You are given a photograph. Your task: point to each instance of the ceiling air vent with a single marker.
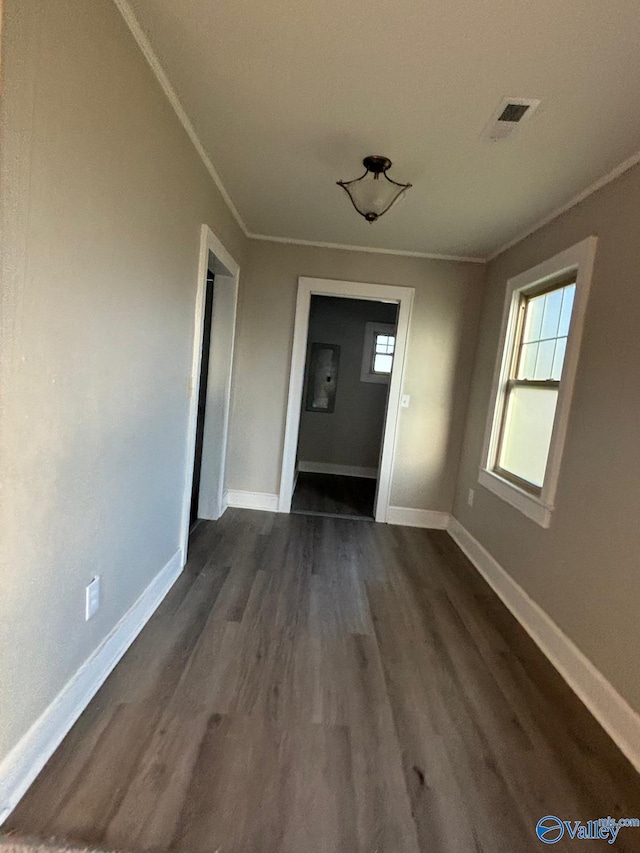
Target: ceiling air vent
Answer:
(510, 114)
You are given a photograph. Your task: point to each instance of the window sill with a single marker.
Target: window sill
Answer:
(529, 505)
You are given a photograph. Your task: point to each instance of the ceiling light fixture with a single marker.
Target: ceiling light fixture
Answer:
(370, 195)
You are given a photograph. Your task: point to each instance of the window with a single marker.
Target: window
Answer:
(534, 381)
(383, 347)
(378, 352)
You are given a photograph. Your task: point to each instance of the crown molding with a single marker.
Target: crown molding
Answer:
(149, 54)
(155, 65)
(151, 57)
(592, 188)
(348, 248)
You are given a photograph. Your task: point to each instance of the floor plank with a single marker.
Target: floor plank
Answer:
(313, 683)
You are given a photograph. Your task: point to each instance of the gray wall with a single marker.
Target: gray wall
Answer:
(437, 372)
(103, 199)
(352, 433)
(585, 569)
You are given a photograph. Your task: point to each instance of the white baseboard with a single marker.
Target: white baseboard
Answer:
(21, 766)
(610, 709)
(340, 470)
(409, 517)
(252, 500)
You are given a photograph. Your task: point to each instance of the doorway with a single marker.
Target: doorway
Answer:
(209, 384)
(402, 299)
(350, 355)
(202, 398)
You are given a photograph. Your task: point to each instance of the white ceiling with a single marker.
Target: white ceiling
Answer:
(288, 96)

==

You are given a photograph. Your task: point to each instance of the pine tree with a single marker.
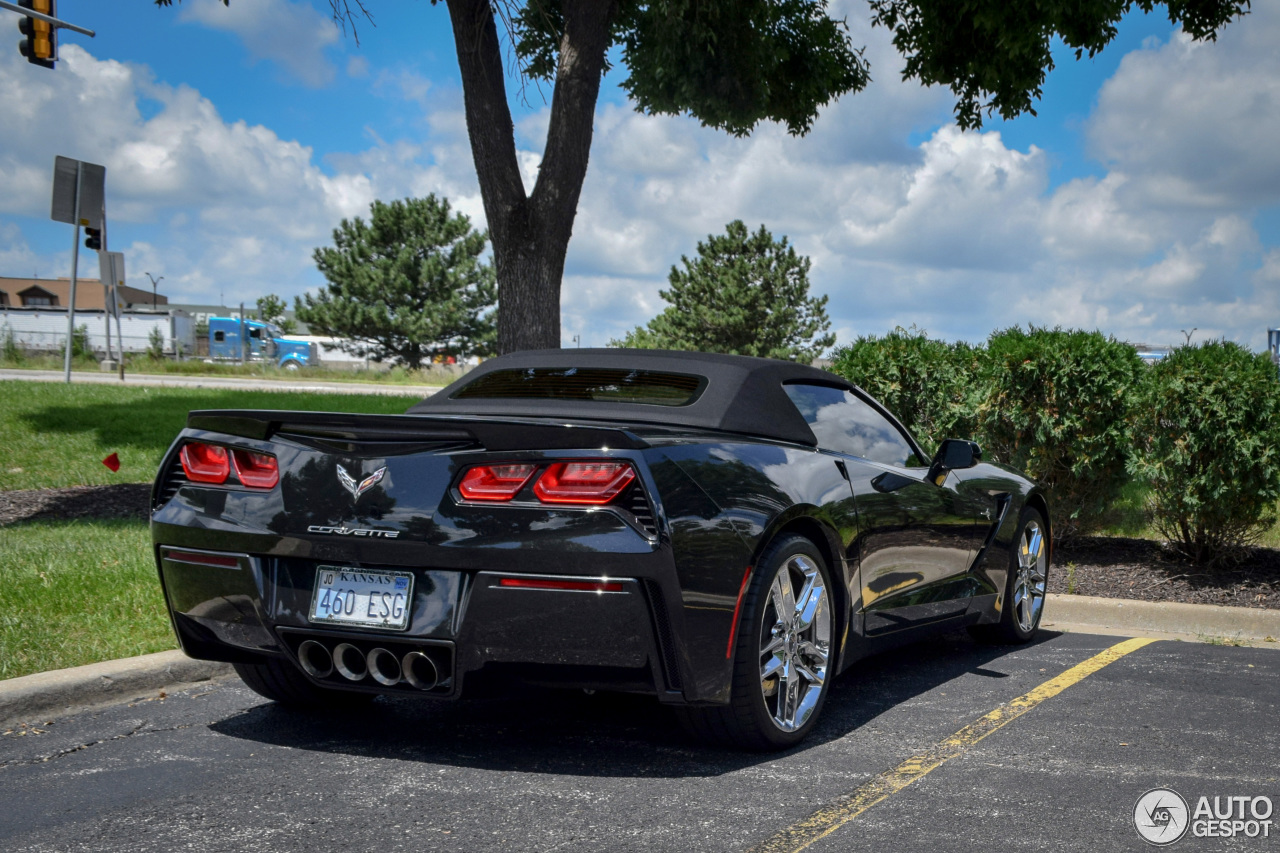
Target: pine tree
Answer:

-- PROBLEM STATEMENT --
Please count the lines in the rows above that contain the string "vent". Reply with the number alone.

-- WRITTEN SOLUTION --
2